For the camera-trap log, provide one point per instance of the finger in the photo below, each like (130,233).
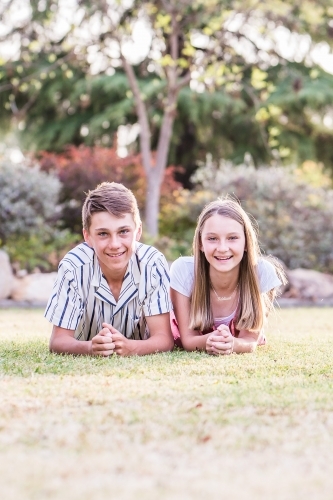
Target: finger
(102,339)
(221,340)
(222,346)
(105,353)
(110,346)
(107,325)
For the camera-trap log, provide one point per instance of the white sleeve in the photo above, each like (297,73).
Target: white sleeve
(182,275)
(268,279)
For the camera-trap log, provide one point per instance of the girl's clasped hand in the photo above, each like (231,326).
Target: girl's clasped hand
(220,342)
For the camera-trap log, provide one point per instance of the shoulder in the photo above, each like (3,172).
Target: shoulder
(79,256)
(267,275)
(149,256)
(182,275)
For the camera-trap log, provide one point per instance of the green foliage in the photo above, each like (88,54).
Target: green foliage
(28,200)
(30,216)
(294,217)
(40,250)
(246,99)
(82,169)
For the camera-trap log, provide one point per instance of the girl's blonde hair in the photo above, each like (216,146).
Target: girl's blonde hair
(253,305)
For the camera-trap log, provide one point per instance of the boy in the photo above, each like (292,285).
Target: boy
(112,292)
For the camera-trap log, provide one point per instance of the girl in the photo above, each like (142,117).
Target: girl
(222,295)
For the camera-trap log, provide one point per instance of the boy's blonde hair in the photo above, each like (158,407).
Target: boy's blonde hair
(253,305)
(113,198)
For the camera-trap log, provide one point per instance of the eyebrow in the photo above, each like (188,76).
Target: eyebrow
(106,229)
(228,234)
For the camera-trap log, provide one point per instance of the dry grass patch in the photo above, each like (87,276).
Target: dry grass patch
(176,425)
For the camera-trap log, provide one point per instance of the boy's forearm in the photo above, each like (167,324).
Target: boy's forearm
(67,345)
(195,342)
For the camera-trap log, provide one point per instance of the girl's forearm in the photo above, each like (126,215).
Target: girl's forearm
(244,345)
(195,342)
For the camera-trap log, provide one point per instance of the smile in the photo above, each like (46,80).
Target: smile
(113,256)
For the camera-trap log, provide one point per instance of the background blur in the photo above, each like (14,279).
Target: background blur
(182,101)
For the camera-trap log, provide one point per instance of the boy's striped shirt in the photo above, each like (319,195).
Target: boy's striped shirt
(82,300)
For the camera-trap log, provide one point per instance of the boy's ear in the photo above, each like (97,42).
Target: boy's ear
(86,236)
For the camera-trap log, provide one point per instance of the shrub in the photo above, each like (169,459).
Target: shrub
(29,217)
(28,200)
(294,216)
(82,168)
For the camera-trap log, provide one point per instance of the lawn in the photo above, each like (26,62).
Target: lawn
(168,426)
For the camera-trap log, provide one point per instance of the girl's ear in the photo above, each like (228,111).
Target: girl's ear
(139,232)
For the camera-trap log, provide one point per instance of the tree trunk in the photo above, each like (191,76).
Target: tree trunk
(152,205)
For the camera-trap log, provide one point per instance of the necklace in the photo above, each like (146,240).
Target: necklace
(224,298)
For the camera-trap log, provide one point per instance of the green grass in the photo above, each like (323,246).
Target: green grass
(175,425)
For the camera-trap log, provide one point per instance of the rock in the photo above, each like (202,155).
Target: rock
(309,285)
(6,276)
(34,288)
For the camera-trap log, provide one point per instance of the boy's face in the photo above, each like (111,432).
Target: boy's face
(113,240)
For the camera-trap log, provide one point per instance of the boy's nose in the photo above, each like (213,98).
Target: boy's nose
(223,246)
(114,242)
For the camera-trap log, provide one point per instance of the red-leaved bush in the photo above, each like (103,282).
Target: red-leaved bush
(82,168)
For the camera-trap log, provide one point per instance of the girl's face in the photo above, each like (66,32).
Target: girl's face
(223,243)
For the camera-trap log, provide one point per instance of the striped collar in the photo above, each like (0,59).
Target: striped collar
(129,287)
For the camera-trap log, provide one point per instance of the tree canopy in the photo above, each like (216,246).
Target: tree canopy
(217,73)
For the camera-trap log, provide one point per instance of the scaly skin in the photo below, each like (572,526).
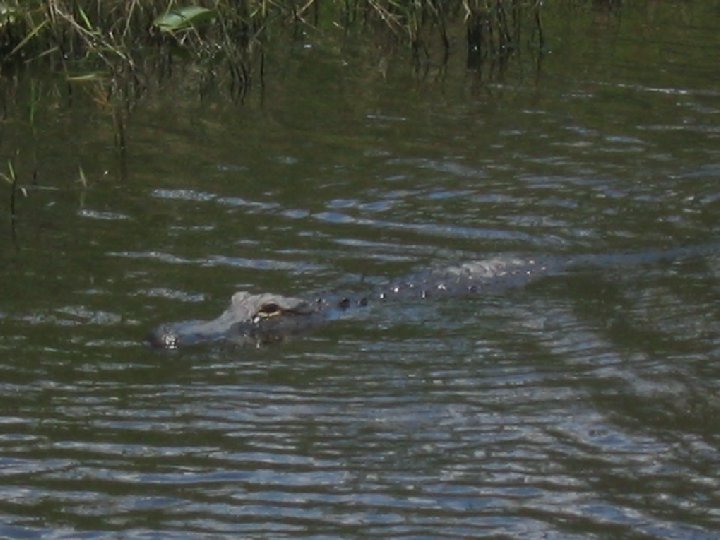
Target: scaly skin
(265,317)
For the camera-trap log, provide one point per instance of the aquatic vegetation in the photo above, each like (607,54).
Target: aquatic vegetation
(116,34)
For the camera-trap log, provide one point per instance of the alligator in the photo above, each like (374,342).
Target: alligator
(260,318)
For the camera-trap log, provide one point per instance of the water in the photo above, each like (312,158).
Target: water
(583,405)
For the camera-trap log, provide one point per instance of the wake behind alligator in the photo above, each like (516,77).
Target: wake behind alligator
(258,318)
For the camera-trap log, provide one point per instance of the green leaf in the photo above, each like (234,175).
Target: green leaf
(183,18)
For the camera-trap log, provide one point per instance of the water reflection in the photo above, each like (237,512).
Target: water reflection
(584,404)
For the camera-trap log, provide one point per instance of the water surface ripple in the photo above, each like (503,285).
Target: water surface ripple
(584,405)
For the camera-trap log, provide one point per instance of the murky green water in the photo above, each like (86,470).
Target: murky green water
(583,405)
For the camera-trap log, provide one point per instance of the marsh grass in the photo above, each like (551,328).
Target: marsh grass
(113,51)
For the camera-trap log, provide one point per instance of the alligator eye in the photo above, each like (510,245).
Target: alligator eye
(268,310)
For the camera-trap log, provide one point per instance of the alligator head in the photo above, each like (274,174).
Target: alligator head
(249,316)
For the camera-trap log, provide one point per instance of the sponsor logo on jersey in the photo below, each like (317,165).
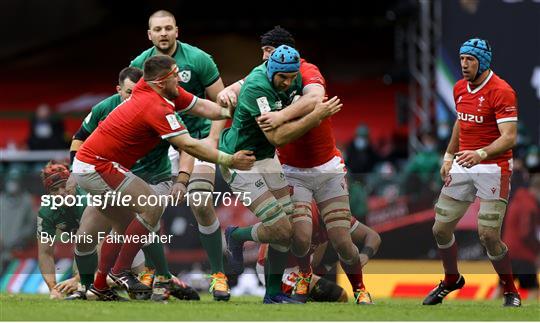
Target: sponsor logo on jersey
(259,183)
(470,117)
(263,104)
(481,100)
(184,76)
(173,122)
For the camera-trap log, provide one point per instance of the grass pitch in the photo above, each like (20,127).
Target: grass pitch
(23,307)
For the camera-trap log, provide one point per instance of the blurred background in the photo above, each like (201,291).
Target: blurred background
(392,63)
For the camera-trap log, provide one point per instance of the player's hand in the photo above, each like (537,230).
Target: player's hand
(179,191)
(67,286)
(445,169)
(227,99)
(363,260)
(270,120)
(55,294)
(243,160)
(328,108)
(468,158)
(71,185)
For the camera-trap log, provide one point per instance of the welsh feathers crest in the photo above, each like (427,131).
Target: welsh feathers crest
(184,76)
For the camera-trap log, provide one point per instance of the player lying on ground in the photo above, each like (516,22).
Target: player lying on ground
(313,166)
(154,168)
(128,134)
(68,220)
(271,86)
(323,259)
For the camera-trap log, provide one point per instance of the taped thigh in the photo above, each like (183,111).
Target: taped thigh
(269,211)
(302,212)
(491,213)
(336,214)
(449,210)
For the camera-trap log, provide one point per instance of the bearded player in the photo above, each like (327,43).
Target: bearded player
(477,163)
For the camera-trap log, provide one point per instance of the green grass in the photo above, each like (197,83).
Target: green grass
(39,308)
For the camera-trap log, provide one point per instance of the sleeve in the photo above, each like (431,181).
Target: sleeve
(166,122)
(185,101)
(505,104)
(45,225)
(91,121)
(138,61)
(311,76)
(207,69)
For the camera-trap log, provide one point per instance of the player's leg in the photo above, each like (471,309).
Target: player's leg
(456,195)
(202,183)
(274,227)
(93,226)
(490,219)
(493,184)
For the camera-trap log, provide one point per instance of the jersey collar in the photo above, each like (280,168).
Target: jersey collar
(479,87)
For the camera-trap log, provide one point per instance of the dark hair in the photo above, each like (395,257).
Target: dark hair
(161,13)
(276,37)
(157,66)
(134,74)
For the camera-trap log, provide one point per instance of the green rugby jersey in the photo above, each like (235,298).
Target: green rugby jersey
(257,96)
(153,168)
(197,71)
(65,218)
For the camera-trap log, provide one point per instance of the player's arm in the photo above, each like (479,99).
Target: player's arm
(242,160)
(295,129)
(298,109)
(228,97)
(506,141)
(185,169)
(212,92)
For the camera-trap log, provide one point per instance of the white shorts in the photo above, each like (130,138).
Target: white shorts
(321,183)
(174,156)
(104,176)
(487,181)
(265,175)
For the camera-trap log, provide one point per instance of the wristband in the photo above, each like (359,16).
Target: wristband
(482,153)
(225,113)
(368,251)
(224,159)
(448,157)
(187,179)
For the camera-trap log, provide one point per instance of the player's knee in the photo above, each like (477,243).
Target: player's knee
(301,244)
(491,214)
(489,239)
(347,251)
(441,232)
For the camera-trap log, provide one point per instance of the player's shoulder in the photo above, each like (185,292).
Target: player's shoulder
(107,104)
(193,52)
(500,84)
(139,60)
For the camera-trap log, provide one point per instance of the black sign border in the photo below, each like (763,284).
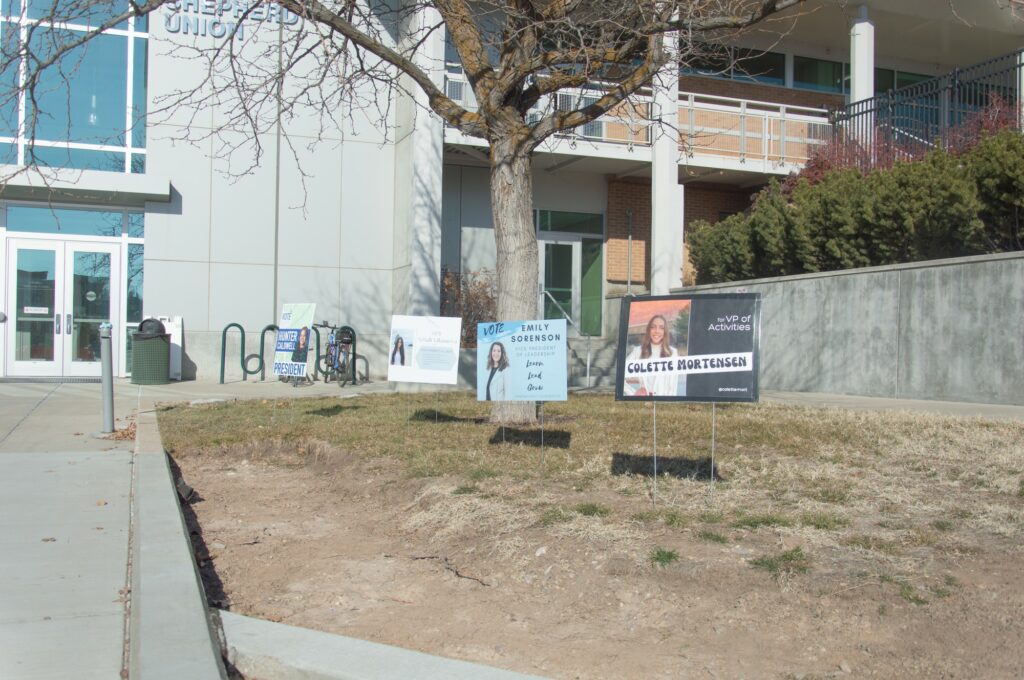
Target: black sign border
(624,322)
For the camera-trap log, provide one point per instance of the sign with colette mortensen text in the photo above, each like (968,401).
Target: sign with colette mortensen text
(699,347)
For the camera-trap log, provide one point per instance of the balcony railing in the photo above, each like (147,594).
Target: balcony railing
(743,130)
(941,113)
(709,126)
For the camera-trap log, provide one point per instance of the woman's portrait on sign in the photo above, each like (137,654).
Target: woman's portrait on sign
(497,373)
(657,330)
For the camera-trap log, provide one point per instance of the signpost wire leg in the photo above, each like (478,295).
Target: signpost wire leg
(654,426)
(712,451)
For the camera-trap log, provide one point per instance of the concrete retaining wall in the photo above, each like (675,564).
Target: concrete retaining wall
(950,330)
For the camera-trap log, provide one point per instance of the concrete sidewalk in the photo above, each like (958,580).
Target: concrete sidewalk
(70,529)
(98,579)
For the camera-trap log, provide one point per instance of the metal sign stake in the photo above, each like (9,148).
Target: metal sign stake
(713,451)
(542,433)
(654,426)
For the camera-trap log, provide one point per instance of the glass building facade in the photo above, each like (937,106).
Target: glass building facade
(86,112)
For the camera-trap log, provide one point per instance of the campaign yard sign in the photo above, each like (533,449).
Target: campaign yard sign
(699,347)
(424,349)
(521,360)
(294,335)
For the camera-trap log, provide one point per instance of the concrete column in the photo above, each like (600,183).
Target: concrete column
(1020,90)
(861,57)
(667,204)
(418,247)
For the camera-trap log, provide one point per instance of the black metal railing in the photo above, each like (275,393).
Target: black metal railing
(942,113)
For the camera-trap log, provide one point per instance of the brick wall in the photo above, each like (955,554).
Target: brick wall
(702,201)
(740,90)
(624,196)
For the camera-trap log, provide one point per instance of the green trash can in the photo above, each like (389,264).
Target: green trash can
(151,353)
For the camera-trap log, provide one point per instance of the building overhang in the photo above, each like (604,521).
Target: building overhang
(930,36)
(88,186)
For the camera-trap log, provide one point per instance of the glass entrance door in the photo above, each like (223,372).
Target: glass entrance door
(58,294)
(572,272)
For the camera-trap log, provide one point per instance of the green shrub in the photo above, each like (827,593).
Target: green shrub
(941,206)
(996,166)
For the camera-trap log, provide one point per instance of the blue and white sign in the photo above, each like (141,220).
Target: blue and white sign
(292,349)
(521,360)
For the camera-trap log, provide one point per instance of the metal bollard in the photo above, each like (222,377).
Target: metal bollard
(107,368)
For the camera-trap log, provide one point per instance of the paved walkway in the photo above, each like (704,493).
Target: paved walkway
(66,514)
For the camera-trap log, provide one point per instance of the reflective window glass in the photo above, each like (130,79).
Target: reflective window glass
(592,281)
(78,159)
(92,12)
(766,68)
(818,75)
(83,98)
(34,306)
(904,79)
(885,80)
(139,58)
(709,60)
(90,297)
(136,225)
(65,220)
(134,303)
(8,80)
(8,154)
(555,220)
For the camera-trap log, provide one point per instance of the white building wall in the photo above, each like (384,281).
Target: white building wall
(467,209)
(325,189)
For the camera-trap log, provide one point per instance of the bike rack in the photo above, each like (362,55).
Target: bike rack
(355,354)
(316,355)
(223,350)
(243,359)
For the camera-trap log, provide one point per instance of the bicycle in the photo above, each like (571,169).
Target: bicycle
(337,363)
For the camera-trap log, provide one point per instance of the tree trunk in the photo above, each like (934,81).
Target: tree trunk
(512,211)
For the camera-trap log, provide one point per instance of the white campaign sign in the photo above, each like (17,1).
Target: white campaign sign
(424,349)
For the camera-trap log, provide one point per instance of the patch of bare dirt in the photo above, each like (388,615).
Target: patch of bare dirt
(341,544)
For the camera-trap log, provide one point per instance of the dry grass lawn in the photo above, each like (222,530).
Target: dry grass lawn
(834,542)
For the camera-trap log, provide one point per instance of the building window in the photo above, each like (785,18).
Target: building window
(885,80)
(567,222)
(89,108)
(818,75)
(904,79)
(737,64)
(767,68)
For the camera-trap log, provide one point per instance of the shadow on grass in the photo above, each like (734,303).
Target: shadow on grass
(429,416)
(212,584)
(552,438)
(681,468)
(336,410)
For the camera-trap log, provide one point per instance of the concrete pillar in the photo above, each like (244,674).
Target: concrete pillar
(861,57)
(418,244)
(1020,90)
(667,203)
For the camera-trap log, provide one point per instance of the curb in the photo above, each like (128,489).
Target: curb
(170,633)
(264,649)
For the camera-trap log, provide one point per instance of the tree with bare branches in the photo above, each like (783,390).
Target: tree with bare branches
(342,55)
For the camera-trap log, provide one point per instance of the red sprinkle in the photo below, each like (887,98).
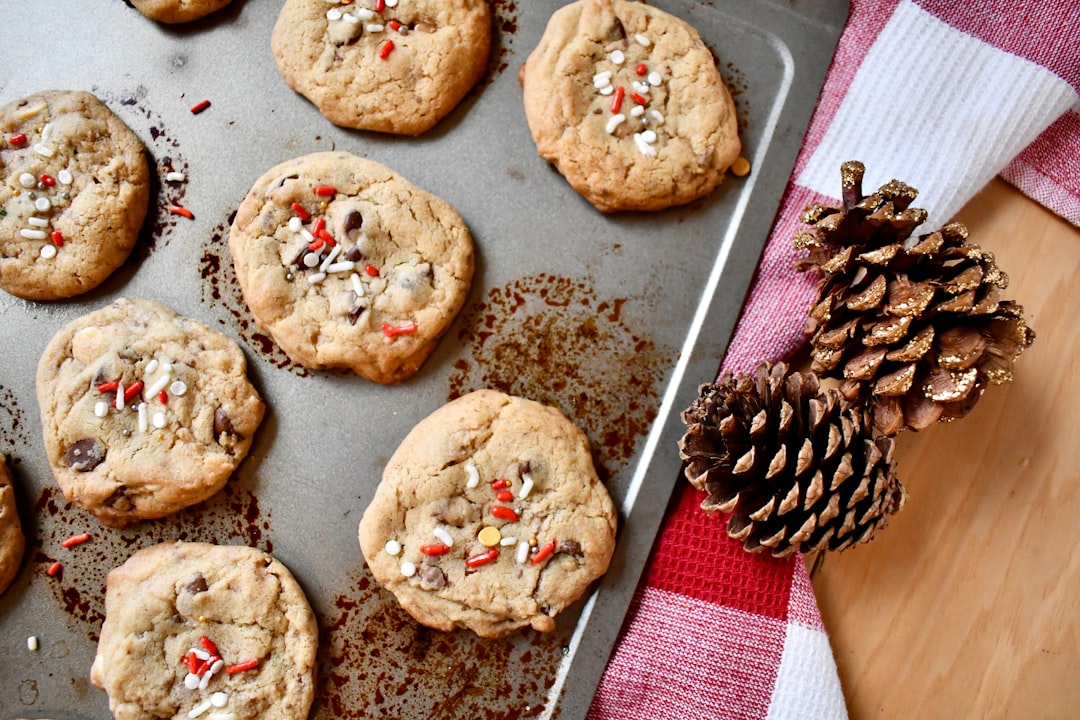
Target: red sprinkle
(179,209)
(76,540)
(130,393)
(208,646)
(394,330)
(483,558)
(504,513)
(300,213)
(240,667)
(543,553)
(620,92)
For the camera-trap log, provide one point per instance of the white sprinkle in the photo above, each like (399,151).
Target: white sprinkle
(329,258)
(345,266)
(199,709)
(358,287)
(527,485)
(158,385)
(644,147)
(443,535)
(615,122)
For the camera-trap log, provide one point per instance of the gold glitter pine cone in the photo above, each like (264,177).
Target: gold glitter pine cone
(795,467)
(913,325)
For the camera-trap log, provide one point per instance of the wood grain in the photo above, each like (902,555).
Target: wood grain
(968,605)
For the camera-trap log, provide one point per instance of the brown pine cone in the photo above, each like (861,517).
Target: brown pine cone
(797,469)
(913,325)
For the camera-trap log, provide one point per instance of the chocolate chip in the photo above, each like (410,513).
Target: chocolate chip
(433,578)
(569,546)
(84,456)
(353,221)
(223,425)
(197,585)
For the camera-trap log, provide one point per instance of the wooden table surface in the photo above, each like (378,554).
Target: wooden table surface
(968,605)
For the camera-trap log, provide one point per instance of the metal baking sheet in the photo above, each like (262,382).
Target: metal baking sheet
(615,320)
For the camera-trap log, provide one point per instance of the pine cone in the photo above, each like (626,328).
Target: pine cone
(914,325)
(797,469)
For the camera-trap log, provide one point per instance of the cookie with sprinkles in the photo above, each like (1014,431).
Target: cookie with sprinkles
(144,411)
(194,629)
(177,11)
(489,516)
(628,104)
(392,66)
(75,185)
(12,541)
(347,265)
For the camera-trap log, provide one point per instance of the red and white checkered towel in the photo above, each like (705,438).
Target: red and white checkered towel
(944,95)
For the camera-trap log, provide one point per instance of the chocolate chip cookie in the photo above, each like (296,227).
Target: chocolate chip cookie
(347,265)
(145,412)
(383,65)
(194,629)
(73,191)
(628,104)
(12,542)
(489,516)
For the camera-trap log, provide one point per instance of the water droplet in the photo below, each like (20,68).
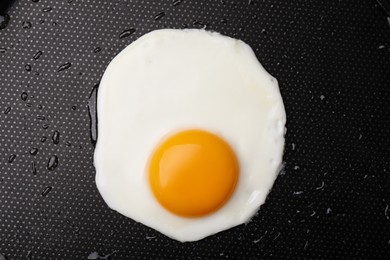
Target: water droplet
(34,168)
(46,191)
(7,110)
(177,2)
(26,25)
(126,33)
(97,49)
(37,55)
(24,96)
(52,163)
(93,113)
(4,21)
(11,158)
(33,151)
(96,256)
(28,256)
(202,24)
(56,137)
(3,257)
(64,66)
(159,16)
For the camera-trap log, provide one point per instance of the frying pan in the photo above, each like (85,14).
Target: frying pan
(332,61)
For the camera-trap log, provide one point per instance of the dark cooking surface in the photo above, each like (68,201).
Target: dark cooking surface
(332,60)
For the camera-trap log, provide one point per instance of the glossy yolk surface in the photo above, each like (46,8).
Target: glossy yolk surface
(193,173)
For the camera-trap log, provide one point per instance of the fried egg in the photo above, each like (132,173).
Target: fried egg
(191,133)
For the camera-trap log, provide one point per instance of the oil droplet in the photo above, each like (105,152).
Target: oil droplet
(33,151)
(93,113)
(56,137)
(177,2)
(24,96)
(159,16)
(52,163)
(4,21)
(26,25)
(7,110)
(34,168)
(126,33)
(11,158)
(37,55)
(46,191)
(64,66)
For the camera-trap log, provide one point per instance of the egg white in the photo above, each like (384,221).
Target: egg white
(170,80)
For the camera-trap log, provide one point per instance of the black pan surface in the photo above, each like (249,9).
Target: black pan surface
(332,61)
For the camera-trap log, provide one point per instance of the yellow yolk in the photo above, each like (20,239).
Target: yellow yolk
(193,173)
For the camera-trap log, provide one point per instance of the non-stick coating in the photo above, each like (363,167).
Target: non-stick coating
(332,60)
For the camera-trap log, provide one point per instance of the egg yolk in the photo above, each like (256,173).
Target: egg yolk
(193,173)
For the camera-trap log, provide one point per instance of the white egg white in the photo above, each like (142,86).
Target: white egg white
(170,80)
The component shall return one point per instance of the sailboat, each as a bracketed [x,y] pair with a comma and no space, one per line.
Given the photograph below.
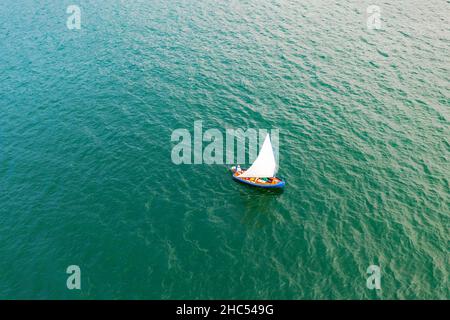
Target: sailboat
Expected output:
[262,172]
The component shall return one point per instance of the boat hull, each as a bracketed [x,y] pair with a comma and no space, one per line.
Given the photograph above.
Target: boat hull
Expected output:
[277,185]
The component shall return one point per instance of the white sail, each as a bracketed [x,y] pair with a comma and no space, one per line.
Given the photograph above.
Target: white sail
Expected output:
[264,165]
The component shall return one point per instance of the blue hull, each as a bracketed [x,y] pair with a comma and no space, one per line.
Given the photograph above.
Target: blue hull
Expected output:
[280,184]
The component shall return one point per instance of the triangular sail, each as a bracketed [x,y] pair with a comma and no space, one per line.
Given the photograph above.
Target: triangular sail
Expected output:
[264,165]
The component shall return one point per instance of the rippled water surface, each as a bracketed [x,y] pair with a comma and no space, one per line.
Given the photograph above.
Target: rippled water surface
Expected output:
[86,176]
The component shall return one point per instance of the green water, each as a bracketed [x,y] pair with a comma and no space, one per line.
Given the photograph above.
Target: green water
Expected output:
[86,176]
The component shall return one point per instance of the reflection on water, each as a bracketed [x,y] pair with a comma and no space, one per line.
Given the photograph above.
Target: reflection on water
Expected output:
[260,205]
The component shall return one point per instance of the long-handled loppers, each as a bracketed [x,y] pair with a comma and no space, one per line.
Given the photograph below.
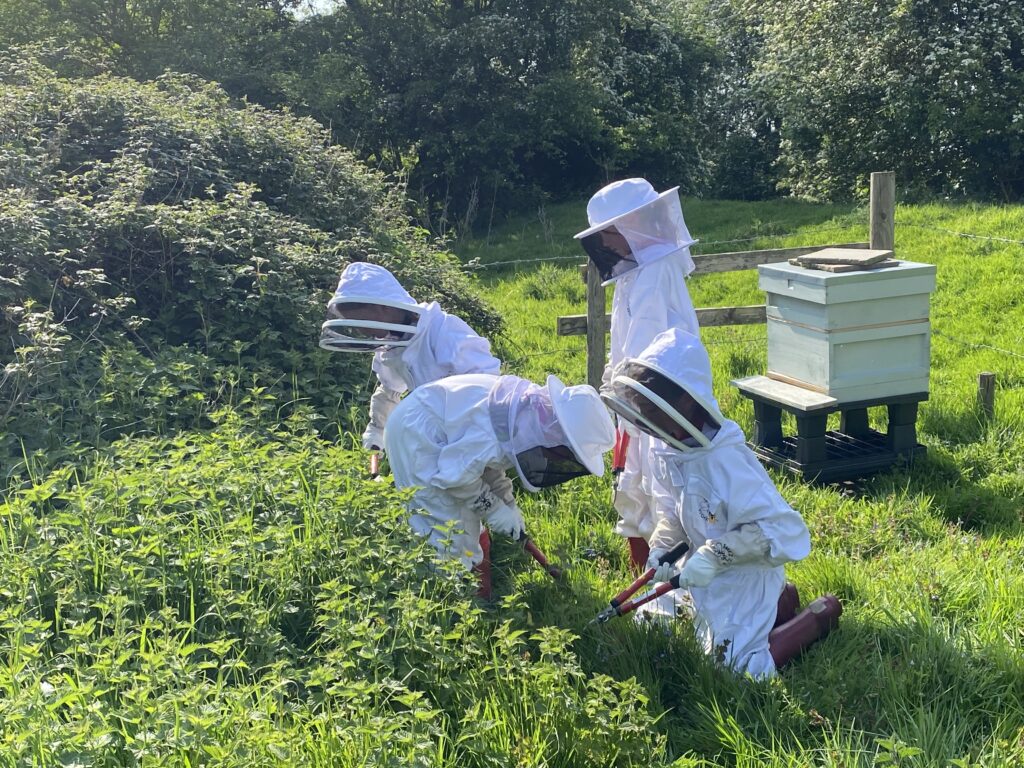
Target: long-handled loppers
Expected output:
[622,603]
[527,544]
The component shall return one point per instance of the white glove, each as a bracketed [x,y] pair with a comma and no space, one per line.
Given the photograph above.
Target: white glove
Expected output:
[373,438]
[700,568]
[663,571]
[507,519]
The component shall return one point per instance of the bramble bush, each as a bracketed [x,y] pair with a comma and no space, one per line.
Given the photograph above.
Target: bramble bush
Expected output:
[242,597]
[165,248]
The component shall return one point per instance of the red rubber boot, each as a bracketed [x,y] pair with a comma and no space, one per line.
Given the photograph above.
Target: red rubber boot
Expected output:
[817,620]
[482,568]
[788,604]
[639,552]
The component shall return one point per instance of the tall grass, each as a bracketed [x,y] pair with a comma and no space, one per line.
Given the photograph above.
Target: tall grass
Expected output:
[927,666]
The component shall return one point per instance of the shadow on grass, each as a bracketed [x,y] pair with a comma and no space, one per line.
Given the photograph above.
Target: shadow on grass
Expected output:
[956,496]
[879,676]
════════
- Problem to work on
Exactly as they appear, repeat the lines from the one containing "of the reflection" through the last line of the entries, counting both ends. Pictures stay out.

- Response
The component shall return one point per instance of the reflection on water, each as a bracketed [x,y] pair with a comma and no space, one per line.
Given the photograph above.
Target: reflection on water
Expected output:
[260,205]
The component shall return one point per instance of the long-handled loppers, each as a bracketed [x,y] pair with a comma and no space, one per line.
Given the photograph below.
Target: long-handled loppers
Expected output:
[622,603]
[527,544]
The component shall return one point per instance of the white glove, each as a bracketed [x,y] pair with a comma and no space, one per line.
Given the photograph above.
Target: white glove
Expected output:
[373,438]
[700,568]
[663,571]
[507,519]
The component shall return one point per instance of the bramble bush, each as a bracketed [x,y] pair with a comma and no space, one per line.
Given the photograph above.
Target: bramble bush
Expected output:
[242,597]
[165,248]
The component shall return one point per instance of the red rubber boot, each as a bracketed [x,y] pair with a comma and no space, one per line.
Given the photograph above.
Target: red rubber boot
Expected output:
[817,620]
[482,568]
[788,604]
[639,552]
The component shall return one point per instance of the tall grass, each as a bracketed [x,y] pair with a comma and no space, one per line.
Given the photograph above.
Target: tall grass
Expected output:
[927,666]
The component shall return one point per instance of the shadow on grass, each as a bracketed [x,y] pair with a comma and no space, one per line.
Given the photograph above.
Target: shadow on grass
Expected output:
[956,496]
[879,676]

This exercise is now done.